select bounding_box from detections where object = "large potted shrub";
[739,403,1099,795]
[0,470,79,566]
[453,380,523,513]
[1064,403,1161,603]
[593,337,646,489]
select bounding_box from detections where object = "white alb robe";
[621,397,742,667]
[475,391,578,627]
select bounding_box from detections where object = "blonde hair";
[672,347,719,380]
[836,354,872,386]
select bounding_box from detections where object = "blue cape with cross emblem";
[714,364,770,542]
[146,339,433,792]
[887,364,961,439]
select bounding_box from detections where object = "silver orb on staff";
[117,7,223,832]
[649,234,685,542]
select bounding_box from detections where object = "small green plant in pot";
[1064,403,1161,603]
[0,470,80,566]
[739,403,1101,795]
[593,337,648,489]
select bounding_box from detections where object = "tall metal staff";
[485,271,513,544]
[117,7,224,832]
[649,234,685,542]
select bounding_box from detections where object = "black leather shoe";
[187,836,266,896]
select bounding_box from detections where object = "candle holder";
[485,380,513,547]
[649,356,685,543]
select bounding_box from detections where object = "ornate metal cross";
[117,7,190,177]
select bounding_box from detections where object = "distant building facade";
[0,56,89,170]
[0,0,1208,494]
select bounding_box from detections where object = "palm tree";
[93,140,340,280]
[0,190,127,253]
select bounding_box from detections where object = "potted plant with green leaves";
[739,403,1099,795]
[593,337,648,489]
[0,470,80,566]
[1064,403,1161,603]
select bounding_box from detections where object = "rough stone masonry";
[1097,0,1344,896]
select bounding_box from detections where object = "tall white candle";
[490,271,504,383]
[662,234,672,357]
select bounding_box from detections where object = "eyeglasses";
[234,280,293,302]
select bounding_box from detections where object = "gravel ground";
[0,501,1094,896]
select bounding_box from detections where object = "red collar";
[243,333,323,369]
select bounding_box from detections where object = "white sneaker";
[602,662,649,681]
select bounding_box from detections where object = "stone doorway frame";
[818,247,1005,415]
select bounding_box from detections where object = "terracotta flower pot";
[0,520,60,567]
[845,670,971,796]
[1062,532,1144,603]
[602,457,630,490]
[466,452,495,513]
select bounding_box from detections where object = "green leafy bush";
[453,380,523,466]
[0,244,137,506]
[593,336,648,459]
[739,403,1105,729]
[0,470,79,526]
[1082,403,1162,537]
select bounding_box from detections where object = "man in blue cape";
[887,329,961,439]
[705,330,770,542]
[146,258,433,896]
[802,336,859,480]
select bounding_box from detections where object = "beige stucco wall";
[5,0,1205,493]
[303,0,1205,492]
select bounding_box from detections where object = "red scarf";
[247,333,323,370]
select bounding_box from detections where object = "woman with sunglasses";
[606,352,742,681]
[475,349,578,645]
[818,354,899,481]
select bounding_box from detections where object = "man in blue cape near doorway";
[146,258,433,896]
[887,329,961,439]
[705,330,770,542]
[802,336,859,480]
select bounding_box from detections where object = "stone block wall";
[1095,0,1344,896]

▸ Exercise: Please restate the records in full, word for word.

▸ Completed task:
select bounding_box from detections where object = "large potted shrub";
[739,403,1099,795]
[0,470,79,566]
[453,380,523,513]
[1064,403,1161,603]
[593,337,646,489]
select bounding_box from detections where object = "white alb robe";
[621,397,742,667]
[475,391,578,627]
select bounding_box from detections where object = "blonde hair";
[672,347,719,380]
[836,354,872,386]
select bounding_box from detections where object = "blue cape with cross emblem";
[714,364,770,542]
[146,339,433,792]
[887,364,961,439]
select bounding_box from detections where object = "silver orb on staff";
[117,7,223,832]
[649,234,685,542]
select bounding_box from detections where object = "small green plant in pot";
[1064,403,1161,603]
[0,470,80,566]
[739,403,1101,795]
[593,337,648,489]
select bounding_box from detections where object = "tall metal staff";
[485,271,513,544]
[117,7,224,832]
[649,234,685,542]
select bounding_box from detections where object = "black leather shoe";
[187,836,266,896]
select bounding_box from detections where object = "candle holder";
[485,380,513,547]
[649,356,685,543]
select bounding_box from detections where object = "ornate metal cross";
[117,7,190,177]
select bounding_box from detections where object = "distant building facade";
[0,56,89,170]
[0,0,1208,494]
select bounding_box from detections where object = "palm tree";
[93,140,340,280]
[0,190,127,253]
select bounding_box from detections where object = "potted plant with green leaves";
[739,403,1099,795]
[593,337,648,489]
[0,470,80,566]
[1064,403,1161,603]
select bounding_box from detections where object = "rough stone masonry";
[1097,0,1344,896]
select bounding_box from detections where object = "tall white candle";
[490,271,504,383]
[662,234,672,357]
select bounding_box from detections where object = "eyeglasses";
[234,280,293,302]
select bounding_box from detections where object = "gravel ground";
[0,501,1094,896]
select bounding_box from detections where object = "red collar";
[243,333,323,369]
select bounding_box from detections where object = "white sneaker";
[602,662,649,681]
select bounding_box from detections where object = "stone doorway frame";
[818,247,1005,415]
select bounding_box from detections where object = "terracotta flower pot";
[0,520,60,567]
[845,670,971,796]
[1062,532,1144,603]
[602,457,630,490]
[466,452,495,513]
select bounding_box from detections where object = "green leafy bush";
[453,380,523,466]
[0,244,137,506]
[593,336,648,459]
[739,403,1105,729]
[0,470,79,526]
[1082,403,1162,537]
select bounding_box from detections where object = "man in blue cape";
[887,329,961,439]
[705,330,770,542]
[146,258,433,896]
[802,336,859,480]
select bounding_box from detections where object = "beige stucco wall";
[5,0,1205,493]
[303,0,1205,492]
select bounding_box from detections where object = "red scarf";
[247,333,323,370]
select bounding_box from detections where object = "woman with sunglasses";
[606,352,742,681]
[475,349,578,645]
[818,354,899,481]
select bounding_box from detections where object = "man in blue cape near doorway";
[146,258,433,896]
[887,329,961,439]
[705,330,770,542]
[802,336,859,480]
select bounding_box from detections where object = "stone block wall";
[1095,0,1344,896]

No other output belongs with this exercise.